He is very active in the realm of cinema and millions have heard him on the soundtracks of his 200+ film credits. Most recently, he was featured as the solo violinist in Alexandre Desplat’s score for Guillermo del Toro’s award-winning stop-motion film Pinocchio.

His concerto appearances in Europe and the USA have included highly-praised performances of concertos by Elgar, Britten, Szymanowski, Walton and Eleanor Alberga.

Tom’s recording of the complete Bach Sonatas and Partitas was released in 2018 on the Navona label to great critical acclaim, with Laurence Vittes in Gramophone Magazine noting it was ‘deeply human…unusually communicative…a succession of miracles.’ His ‘Bach Pilgrimage’ is now a regular feature of Tom’s concert-giving, taking him to venues and local communities across the UK. In 2019 Tom received a ‘Sebastian Award’ from the Ars Ante Portas Civic Association of Bratislava, Slovakia, for his ‘Extraordinary contribution in maintaining public appreciation of the work of JS Bach’.

EXERCISE SET -
1. In the violinist biography, reproduce the passage beginning with the words "Tom’s recording of" and stopping after the words "of JS Bach’.".
2. According to the violinist biography, which organization gave Tom a 'Sebastian Award' in 2019?

MATERIAL PROVIDED -

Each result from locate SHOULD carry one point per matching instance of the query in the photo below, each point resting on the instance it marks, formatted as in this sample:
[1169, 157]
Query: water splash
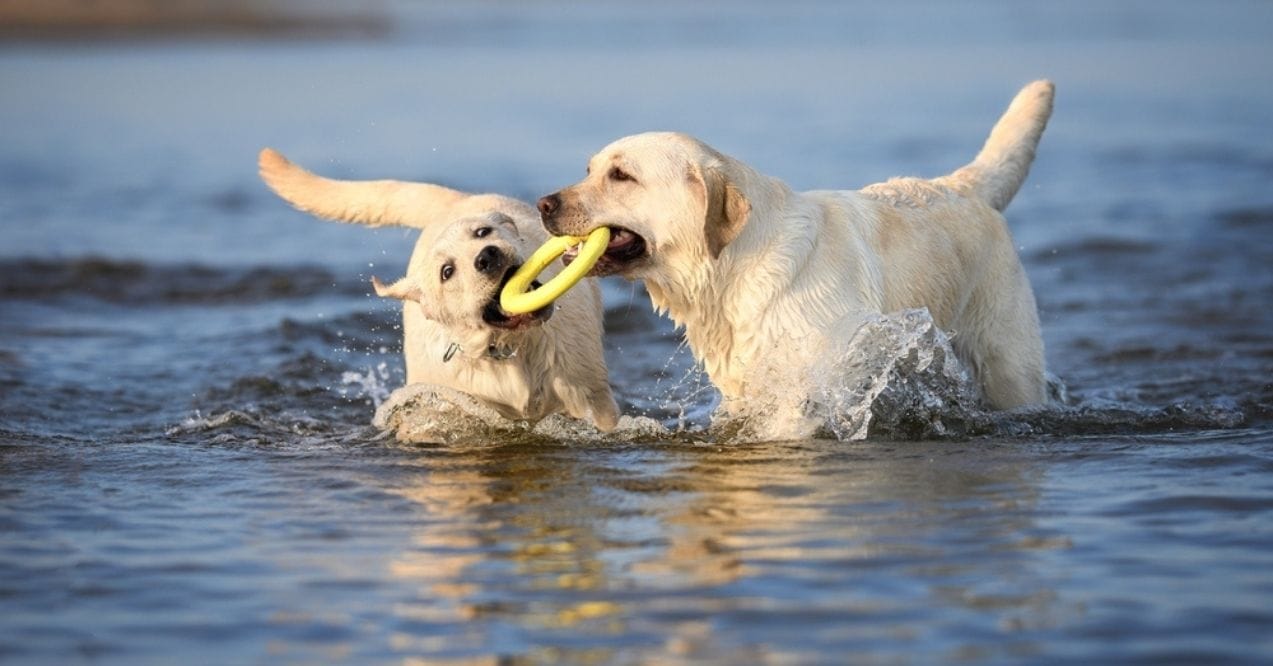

WRITTEN RESPONSES -
1.
Tom’s recording of the complete Bach Sonatas and Partitas was released in 2018 on the Navona label to great critical acclaim, with Laurence Vittes in Gramophone Magazine noting it was ‘deeply human…unusually communicative…a succession of miracles.’ His ‘Bach Pilgrimage’ is now a regular feature of Tom’s concert-giving, taking him to venues and local communities across the UK. In 2019 Tom received a ‘Sebastian Award’ from the Ars Ante Portas Civic Association of Bratislava, Slovakia, for his ‘Extraordinary contribution in maintaining public appreciation of the work of JS Bach’.

2. The Ars Ante Portas Civic Association of Bratislava, Slovakia.